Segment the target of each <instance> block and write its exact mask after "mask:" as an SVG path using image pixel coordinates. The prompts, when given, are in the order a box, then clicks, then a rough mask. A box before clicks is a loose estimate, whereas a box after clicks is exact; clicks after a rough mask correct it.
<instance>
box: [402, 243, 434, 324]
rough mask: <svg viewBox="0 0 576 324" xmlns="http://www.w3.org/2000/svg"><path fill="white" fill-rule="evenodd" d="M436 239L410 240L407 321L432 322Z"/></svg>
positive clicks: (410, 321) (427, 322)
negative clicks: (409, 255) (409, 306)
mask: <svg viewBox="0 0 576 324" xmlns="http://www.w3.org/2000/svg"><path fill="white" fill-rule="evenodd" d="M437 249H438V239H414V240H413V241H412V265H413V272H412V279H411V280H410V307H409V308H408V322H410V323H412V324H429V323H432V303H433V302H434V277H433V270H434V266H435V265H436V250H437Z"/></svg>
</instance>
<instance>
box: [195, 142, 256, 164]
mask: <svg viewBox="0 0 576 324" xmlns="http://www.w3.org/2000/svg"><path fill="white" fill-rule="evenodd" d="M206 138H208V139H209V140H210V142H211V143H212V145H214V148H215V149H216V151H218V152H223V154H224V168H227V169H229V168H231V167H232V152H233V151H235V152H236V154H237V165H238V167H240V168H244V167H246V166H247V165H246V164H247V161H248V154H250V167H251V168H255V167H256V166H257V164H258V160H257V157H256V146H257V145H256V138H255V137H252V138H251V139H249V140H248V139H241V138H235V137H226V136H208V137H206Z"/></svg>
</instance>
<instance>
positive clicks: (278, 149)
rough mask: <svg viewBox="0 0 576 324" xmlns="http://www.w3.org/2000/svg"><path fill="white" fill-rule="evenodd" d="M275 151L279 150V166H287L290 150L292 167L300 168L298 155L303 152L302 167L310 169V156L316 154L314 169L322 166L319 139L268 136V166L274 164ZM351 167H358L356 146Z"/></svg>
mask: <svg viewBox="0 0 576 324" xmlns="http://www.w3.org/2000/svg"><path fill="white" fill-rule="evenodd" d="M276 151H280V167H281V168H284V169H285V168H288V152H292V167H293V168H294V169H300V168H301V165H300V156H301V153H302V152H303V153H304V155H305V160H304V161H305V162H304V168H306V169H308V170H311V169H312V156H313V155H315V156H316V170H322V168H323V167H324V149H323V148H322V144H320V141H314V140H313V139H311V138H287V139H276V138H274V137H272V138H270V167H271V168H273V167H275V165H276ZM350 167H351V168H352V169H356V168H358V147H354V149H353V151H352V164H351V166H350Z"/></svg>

★ ★ ★ ★ ★

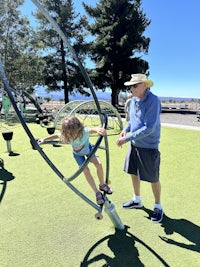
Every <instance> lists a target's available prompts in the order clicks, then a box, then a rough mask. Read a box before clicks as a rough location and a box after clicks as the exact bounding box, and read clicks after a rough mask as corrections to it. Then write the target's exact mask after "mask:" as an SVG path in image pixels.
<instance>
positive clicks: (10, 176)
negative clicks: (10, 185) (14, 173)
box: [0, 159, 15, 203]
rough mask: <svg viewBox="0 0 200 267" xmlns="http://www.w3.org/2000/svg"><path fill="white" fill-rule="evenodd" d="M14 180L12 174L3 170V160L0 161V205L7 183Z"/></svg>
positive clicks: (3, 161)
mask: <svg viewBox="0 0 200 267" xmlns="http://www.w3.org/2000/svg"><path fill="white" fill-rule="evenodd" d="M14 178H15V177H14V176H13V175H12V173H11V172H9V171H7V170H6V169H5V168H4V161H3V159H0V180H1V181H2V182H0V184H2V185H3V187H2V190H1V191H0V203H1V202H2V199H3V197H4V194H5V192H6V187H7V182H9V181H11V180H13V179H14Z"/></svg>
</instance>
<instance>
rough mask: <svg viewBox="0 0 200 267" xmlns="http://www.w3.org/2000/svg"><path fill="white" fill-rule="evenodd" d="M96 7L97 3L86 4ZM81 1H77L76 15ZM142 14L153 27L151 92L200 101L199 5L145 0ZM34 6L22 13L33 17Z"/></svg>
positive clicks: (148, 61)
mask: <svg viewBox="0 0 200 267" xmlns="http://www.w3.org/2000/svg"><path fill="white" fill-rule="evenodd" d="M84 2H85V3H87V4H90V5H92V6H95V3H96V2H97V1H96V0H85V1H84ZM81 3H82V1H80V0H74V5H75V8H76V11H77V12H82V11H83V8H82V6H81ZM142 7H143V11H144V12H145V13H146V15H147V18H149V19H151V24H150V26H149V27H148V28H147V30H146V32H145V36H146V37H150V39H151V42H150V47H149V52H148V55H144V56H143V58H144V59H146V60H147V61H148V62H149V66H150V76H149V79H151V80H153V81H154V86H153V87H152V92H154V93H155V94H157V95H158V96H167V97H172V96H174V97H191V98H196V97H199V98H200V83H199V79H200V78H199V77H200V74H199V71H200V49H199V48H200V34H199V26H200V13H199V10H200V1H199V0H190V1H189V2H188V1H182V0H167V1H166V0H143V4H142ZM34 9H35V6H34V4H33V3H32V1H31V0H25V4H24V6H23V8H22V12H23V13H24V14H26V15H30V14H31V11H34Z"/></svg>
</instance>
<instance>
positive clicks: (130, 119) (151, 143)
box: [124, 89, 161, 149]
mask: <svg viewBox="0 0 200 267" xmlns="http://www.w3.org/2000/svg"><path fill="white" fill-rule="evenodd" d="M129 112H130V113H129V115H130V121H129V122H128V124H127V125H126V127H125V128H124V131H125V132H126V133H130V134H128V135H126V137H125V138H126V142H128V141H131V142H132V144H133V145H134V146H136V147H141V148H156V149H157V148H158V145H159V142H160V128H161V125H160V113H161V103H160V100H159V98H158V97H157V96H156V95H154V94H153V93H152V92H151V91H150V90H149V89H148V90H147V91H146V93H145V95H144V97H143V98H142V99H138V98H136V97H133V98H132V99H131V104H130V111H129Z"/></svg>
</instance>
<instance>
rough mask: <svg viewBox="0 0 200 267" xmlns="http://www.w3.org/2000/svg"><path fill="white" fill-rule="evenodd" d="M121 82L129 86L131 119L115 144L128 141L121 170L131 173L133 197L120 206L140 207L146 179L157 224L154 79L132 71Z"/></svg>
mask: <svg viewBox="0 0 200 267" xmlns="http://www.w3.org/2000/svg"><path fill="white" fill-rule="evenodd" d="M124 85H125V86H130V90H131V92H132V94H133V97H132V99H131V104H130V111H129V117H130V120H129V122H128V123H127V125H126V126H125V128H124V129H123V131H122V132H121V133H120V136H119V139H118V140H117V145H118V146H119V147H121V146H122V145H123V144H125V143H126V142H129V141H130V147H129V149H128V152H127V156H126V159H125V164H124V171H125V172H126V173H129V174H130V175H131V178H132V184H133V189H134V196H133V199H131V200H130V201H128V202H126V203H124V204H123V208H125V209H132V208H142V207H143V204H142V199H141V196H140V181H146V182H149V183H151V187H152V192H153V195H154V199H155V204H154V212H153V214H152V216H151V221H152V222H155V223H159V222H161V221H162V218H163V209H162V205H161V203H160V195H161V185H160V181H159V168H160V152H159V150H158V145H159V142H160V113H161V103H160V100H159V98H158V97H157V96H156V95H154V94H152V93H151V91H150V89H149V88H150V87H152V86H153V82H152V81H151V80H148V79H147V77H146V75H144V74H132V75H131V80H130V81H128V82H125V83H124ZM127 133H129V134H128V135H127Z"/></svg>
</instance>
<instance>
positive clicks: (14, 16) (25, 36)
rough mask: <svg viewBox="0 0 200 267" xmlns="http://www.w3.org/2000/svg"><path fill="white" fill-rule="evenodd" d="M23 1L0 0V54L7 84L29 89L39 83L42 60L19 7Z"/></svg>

★ ★ ★ ★ ★

▸ Exercise requirements: Pull out every line above that contains the word "negative", and treat uppercase and lowercase letters as different.

▸ Problem solution:
negative clicks: (409, 255) (409, 306)
negative clicks: (10, 185) (14, 173)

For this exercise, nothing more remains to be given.